| EXERCISE TASK |
Set the following entries down again exactly, line by line.

| PROVIDED RECORDS |
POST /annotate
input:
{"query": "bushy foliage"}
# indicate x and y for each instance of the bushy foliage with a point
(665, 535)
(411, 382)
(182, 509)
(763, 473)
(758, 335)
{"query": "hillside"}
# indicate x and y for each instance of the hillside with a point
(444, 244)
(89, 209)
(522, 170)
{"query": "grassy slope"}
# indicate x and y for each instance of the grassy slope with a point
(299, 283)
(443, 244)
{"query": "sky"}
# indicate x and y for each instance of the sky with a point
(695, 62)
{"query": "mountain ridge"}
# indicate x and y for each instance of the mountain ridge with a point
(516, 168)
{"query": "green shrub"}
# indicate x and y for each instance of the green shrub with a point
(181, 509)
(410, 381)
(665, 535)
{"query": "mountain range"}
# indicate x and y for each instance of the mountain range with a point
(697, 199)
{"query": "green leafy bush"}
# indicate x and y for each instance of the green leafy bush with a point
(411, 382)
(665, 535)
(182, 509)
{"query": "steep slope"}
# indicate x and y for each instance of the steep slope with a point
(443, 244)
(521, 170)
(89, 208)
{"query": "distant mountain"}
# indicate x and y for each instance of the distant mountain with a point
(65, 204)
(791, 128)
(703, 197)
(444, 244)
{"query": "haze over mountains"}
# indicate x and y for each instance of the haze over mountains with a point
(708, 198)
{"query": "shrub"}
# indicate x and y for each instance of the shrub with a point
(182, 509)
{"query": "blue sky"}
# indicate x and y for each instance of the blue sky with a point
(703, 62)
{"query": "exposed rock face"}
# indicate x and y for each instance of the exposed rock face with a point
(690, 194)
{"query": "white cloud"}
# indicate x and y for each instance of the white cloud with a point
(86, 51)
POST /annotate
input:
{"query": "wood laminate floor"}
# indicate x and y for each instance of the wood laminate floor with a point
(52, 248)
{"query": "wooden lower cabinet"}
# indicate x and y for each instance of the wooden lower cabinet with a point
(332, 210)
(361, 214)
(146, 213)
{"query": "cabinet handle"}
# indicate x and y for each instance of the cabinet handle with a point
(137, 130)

| RESULT |
POST /annotate
input:
{"query": "bushy foliage"}
# indicate x and y for each instance of the bushy foliage with a point
(665, 535)
(411, 382)
(182, 509)
(763, 473)
(758, 335)
{"query": "hillside"}
# indicate x and y for each instance of the hillside with a point
(444, 244)
(89, 209)
(522, 170)
{"query": "grassy slope"}
# indicate x and y for each instance of the grassy slope with a point
(299, 283)
(443, 244)
{"query": "sky"}
# indicate x and y for each instance of the sky with a point
(695, 62)
{"query": "mountain ridge"}
# indicate x and y for each instance of the mountain ridge with a point
(516, 168)
{"query": "green shrub"}
# indicate x and y for each instance of the green shrub with a point
(181, 509)
(410, 381)
(665, 535)
{"query": "mountain range"}
# indicate x and y for each instance of the mountain range with a point
(697, 199)
{"query": "green leafy bush"}
# indicate x and y for each instance of the green leafy bush with a point
(411, 382)
(665, 535)
(182, 509)
{"query": "steep slope"}
# indicate x and y for each instance of the steep slope with a point
(443, 244)
(521, 170)
(89, 208)
{"query": "distant mountain"}
# indicate x and y for each instance of the distant mountain with a point
(65, 204)
(791, 128)
(703, 197)
(444, 244)
{"query": "haze over mountains"}
# indicate x and y for each instance of the haze over mountains with a point
(708, 198)
{"query": "shrub"}
# indicate x and y for each instance of the shrub with a point
(182, 509)
{"query": "blue sky"}
# indicate x and y for each instance of the blue sky with a point
(703, 62)
{"query": "exposed rock face"}
# indicate x and y for each instance of the exposed rock face with a point
(690, 194)
{"query": "white cloud"}
# indicate x and y for each instance of the white cloud with a point
(86, 51)
POST /annotate
input:
{"query": "wood laminate floor"}
# indicate x and y for each instance of the wood laminate floor with a point
(52, 248)
{"query": "wooden lower cabinet"}
# indicate x and y for each instance of the wooden lower cabinet with a point
(332, 210)
(361, 214)
(146, 213)
{"query": "cabinet handle"}
# indicate x and y for each instance of the cabinet handle with a point
(137, 130)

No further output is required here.